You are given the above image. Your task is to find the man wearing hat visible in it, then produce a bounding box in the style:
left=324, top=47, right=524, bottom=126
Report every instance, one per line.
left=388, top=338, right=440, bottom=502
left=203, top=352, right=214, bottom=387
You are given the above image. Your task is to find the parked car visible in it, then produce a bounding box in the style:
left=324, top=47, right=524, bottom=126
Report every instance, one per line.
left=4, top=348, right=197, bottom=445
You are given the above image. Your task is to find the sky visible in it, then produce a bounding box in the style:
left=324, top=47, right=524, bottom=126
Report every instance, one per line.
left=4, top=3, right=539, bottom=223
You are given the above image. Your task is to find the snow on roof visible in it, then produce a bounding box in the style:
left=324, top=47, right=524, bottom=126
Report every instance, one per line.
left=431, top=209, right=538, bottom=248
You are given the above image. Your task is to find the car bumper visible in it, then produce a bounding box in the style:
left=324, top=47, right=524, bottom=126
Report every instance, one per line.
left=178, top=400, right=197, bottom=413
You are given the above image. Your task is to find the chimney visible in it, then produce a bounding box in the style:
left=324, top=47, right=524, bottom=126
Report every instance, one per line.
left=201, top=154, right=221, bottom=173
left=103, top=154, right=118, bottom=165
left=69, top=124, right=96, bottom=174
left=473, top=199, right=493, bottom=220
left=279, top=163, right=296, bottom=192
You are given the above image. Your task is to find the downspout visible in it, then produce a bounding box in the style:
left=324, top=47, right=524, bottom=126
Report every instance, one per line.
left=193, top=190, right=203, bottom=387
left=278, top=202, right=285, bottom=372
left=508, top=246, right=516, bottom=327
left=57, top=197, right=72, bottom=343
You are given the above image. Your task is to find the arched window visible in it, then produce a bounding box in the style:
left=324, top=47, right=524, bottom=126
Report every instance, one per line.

==

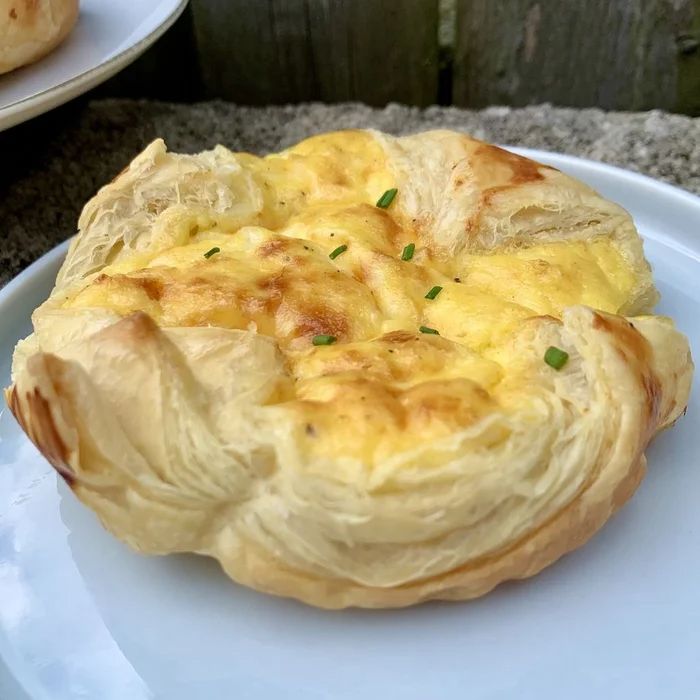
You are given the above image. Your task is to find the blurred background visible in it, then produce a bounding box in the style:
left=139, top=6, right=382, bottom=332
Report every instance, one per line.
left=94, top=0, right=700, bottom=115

--

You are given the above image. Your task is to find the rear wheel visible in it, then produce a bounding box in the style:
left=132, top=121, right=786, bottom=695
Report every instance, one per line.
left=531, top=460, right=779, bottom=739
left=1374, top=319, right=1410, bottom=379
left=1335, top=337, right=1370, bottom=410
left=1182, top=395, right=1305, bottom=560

▸ Task:
Format the data lines from the one containing "find the chimney" through the one containing "left=279, top=163, right=296, bottom=192", inclusive, as a numbered list with blank lines omitted.

▸ Exercise answer:
1. You are given the above image. Your task is to find the chimney visible in it, then produce a bounding box in the style:
2. left=324, top=47, right=524, bottom=126
3. Report every instance, one per line.
4. left=201, top=154, right=221, bottom=173
5. left=103, top=154, right=118, bottom=165
6. left=69, top=124, right=96, bottom=174
7. left=473, top=199, right=493, bottom=220
8. left=279, top=163, right=296, bottom=192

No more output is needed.